Data records:
|---|

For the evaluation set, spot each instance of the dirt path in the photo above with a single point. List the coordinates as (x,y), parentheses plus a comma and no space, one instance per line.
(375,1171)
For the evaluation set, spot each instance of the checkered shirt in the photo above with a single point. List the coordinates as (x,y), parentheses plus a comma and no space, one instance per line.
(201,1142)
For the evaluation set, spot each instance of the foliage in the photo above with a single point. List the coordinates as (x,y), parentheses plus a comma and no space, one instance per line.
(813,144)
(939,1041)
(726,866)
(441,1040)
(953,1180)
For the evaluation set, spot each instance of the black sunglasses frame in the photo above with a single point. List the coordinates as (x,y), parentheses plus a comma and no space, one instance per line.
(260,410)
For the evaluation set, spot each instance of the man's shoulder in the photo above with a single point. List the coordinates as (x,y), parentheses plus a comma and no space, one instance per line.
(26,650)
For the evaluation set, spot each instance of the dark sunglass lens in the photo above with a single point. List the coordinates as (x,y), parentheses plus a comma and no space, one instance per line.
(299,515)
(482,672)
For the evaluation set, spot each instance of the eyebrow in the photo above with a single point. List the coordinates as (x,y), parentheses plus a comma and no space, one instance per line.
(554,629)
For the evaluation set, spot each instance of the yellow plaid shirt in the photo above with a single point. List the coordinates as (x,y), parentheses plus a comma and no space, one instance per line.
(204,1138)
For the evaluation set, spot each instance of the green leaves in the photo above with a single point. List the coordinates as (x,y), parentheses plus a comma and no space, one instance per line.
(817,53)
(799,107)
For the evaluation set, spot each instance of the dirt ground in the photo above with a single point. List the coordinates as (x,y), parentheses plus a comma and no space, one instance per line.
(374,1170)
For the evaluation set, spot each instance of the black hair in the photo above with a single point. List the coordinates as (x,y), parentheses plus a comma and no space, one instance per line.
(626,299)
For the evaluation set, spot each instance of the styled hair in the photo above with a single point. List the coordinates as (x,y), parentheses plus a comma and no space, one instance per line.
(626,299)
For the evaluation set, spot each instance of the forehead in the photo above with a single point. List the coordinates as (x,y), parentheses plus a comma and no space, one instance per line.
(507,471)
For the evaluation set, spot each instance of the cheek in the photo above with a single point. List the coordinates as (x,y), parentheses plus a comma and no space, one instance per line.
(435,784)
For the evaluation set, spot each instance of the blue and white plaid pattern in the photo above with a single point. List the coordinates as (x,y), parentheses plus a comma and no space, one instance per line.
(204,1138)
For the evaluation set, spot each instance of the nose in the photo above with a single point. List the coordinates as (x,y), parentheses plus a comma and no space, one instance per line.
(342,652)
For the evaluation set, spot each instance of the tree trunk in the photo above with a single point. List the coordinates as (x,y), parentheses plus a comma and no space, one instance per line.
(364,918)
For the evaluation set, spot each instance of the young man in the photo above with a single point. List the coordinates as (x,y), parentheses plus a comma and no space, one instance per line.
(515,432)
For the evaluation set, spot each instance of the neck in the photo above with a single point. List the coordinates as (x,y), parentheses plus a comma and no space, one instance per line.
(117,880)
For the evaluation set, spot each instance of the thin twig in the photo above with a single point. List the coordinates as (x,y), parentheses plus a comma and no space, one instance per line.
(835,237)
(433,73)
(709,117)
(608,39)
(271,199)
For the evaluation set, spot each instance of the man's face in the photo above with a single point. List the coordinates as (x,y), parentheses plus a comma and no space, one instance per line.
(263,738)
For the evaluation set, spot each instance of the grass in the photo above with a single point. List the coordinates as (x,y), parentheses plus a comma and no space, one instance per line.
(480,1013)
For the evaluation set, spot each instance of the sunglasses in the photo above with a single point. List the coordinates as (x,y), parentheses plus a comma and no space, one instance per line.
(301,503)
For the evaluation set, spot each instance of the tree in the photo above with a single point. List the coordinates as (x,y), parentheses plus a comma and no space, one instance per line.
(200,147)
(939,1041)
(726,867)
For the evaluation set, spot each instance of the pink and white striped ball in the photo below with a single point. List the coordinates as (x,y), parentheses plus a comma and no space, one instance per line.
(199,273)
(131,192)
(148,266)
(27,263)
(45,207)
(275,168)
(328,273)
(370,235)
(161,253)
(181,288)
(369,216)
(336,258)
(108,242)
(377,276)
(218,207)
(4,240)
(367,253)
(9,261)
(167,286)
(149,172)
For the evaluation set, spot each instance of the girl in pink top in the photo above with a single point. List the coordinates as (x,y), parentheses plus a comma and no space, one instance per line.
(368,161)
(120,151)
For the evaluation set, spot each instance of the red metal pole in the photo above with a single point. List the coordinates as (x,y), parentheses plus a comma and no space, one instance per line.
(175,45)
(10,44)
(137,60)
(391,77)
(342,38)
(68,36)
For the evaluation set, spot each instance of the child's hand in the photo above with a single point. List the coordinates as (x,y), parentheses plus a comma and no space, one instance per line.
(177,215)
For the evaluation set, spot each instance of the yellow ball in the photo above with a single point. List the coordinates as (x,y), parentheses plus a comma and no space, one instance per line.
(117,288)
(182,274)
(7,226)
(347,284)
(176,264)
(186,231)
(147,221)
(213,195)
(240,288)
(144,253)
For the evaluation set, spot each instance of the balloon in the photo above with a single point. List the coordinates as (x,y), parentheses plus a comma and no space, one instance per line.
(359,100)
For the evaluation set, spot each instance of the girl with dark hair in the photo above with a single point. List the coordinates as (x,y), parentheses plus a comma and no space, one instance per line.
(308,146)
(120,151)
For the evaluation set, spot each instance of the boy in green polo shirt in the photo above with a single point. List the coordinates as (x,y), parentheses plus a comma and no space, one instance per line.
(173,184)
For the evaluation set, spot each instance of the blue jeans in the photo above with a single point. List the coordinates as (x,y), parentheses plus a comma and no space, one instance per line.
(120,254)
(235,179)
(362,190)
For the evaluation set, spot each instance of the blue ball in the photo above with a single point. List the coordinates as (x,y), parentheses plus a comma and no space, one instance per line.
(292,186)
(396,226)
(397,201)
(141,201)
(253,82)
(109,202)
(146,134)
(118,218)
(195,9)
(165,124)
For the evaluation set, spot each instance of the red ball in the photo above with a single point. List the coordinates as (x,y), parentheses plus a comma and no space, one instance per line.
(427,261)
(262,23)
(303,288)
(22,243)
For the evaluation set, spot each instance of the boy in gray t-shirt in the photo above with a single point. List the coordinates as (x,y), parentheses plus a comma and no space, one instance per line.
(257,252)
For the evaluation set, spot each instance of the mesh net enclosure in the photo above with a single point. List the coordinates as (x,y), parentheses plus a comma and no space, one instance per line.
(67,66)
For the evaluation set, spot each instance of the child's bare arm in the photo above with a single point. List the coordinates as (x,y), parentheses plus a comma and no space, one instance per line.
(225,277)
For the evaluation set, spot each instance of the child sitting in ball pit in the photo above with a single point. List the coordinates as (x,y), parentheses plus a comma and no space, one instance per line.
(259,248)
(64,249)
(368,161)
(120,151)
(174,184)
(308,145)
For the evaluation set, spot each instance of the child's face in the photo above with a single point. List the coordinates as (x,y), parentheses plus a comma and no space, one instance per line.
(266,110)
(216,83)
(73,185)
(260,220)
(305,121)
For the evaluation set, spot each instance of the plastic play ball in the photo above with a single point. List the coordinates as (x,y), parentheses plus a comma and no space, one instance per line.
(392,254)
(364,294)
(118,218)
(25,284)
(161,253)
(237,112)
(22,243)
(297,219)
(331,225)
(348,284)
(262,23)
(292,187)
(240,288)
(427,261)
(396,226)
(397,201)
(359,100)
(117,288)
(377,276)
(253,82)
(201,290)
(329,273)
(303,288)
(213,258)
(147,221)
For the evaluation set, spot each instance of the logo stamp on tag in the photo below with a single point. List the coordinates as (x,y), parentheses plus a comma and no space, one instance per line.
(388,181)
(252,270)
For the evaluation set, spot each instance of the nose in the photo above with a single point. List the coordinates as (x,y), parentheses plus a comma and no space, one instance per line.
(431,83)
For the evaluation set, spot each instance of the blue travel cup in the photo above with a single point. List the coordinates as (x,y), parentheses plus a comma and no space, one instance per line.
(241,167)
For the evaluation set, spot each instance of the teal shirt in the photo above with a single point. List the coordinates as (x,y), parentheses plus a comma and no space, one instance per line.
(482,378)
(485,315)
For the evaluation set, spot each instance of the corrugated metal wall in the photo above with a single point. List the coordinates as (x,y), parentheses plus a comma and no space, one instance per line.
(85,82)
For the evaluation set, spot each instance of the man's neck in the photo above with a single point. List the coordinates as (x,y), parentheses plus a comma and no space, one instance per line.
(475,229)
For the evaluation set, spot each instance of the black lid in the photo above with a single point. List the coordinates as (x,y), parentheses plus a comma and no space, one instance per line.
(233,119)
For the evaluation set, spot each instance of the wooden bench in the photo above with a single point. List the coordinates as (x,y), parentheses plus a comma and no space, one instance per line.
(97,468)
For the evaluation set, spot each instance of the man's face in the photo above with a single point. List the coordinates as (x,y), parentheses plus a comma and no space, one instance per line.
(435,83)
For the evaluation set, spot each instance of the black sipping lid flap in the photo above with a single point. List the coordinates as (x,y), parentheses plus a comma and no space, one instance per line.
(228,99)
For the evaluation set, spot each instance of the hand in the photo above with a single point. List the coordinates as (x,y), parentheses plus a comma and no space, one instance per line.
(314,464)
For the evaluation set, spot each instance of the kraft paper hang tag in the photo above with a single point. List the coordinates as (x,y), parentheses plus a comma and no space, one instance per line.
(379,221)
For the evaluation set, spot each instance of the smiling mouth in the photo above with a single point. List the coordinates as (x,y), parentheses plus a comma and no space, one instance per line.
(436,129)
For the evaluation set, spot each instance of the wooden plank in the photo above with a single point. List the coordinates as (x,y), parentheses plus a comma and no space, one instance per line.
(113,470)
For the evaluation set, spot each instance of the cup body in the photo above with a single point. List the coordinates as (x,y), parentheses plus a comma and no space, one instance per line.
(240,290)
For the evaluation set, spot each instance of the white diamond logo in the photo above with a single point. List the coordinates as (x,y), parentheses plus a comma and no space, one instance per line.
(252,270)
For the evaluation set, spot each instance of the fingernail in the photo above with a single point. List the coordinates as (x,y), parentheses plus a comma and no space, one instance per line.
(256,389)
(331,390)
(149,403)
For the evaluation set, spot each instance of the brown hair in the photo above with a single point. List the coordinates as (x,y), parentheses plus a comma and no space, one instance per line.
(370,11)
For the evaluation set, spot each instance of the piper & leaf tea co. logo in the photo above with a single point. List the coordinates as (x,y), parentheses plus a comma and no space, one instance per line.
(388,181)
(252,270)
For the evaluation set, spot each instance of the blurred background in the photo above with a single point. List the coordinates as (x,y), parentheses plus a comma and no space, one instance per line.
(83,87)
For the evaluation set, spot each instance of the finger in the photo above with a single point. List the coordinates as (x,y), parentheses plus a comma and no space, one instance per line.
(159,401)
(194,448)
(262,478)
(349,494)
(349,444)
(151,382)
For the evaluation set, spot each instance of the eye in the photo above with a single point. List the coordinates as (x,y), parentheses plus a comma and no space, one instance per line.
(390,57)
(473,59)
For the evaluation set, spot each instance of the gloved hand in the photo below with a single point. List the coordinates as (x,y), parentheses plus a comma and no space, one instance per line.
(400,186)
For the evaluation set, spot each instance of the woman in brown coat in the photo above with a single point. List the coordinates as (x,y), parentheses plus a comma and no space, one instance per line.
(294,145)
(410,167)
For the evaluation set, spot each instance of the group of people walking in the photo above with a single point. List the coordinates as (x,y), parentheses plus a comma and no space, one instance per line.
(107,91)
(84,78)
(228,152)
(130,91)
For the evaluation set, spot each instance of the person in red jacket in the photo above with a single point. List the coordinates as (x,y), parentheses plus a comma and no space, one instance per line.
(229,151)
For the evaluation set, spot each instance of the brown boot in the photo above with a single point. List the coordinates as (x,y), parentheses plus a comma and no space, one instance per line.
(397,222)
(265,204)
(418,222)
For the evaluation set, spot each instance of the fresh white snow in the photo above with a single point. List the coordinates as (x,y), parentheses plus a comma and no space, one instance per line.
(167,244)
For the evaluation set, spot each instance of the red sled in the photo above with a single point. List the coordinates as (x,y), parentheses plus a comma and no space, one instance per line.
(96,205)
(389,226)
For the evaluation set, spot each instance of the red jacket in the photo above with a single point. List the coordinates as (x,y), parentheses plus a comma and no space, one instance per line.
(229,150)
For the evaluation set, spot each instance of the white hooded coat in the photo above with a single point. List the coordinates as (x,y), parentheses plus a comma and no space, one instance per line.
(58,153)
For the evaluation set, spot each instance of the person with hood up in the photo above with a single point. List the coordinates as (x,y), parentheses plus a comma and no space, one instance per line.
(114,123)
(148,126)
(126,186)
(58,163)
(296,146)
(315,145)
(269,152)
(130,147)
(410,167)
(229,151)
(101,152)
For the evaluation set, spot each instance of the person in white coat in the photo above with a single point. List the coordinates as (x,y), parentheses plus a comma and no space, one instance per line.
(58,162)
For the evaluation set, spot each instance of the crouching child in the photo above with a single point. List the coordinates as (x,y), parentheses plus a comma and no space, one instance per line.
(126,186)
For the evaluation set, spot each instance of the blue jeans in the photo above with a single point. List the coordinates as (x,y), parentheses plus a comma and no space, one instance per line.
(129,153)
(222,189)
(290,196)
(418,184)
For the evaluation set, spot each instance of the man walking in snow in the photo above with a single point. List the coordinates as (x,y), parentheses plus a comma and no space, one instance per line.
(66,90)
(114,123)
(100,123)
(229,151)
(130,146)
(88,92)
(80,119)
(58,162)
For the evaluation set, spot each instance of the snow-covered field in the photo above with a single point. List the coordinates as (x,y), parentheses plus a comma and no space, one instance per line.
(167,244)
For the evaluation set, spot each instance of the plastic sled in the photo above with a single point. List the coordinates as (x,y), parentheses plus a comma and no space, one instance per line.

|---|

Take the line in which "For the evaluation set, spot each instance of the man walking" occurs and each subsequent line through the end; give these lines again without alteration.

For the evaluation set, spot each instance of the man walking in snow in the photo above with a single point. List the coordinates as (x,y), parentheses plus a comma and no space, one instance per line.
(66,90)
(114,123)
(100,123)
(229,151)
(130,146)
(88,92)
(80,119)
(58,162)
For the evaluation set, spot each instance of the snow-covered field in the photo above with a single point. List the coordinates as (x,y), parentheses plus a comma and no space, one instance per line.
(167,244)
For the evaluation set, spot each instance of the plastic sled in the photo above with a single point. List the coordinates as (x,y), parentheses plus a comma and no space, one instance per line.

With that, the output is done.